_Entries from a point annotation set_

((

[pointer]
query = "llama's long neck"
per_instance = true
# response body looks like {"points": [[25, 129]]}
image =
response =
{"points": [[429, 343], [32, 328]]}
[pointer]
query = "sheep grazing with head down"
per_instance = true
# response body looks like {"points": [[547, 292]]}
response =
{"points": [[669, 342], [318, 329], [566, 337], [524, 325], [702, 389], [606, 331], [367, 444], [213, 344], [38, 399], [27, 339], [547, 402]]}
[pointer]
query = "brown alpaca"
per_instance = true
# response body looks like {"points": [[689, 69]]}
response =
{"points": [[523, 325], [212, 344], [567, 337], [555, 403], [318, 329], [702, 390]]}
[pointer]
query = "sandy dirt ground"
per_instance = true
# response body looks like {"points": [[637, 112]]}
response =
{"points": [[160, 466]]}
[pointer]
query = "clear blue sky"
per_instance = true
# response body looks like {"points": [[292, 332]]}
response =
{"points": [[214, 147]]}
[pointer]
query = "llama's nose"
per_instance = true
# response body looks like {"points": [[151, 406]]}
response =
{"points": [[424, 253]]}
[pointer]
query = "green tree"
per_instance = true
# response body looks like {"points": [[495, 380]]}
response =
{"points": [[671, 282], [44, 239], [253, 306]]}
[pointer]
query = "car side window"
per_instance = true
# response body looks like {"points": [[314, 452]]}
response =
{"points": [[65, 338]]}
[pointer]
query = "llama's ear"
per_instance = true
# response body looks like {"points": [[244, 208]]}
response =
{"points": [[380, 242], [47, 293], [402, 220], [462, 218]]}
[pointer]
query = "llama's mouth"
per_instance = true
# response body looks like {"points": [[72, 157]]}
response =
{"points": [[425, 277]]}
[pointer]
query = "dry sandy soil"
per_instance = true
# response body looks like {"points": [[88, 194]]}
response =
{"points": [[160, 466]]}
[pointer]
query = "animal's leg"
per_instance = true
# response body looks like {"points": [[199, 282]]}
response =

))

_REQUIRED TASK_
Print out every record again, exactly and in full.

_SOLUTION TO THIS TASK_
[pointer]
query = "llama's long neck"
per_instance = true
# response body looks like {"points": [[25, 129]]}
image =
response =
{"points": [[429, 343], [32, 328]]}
[pointer]
query = "sheep grazing with head down"
per_instance = true
# response body looks like {"points": [[547, 292]]}
response =
{"points": [[669, 342], [318, 329], [566, 337], [524, 325], [702, 389], [606, 331], [367, 444], [213, 344], [38, 399], [27, 339], [547, 402]]}
[pointer]
query = "brown alpaca"
per_instance = true
# response body looks like {"points": [[689, 69]]}
response =
{"points": [[523, 325], [212, 344], [567, 337], [555, 403], [318, 329], [702, 390]]}
[pointer]
query = "sandy dirt ground"
per_instance = true
# response body looks like {"points": [[637, 112]]}
response =
{"points": [[160, 466]]}
[pointer]
query = "clear blue sky"
per_instance = true
# response body looks like {"points": [[292, 332]]}
response =
{"points": [[214, 147]]}
[pointer]
query = "llama's nose"
per_instance = true
# response body looks like {"points": [[151, 406]]}
response =
{"points": [[424, 253]]}
[pointer]
query = "green tree"
per_instance = true
# response body looks like {"points": [[495, 380]]}
response =
{"points": [[671, 282], [44, 239], [253, 306]]}
[pointer]
query = "car side window"
per_instance = true
# response body looks like {"points": [[314, 452]]}
response =
{"points": [[65, 338]]}
[pointer]
query = "llama's ear"
per_instance = true
# response body looks like {"points": [[244, 208]]}
response =
{"points": [[380, 242], [47, 293], [402, 220], [462, 218]]}
[pointer]
query = "llama's mouth"
per_instance = true
# response body looks like {"points": [[72, 157]]}
response =
{"points": [[425, 277]]}
[pointer]
query = "dry sandy soil"
per_instance = true
# response body looks like {"points": [[88, 194]]}
response =
{"points": [[160, 466]]}
[pointer]
query = "animal's leg"
per_instance = true
# response body looks like {"points": [[199, 282]]}
response =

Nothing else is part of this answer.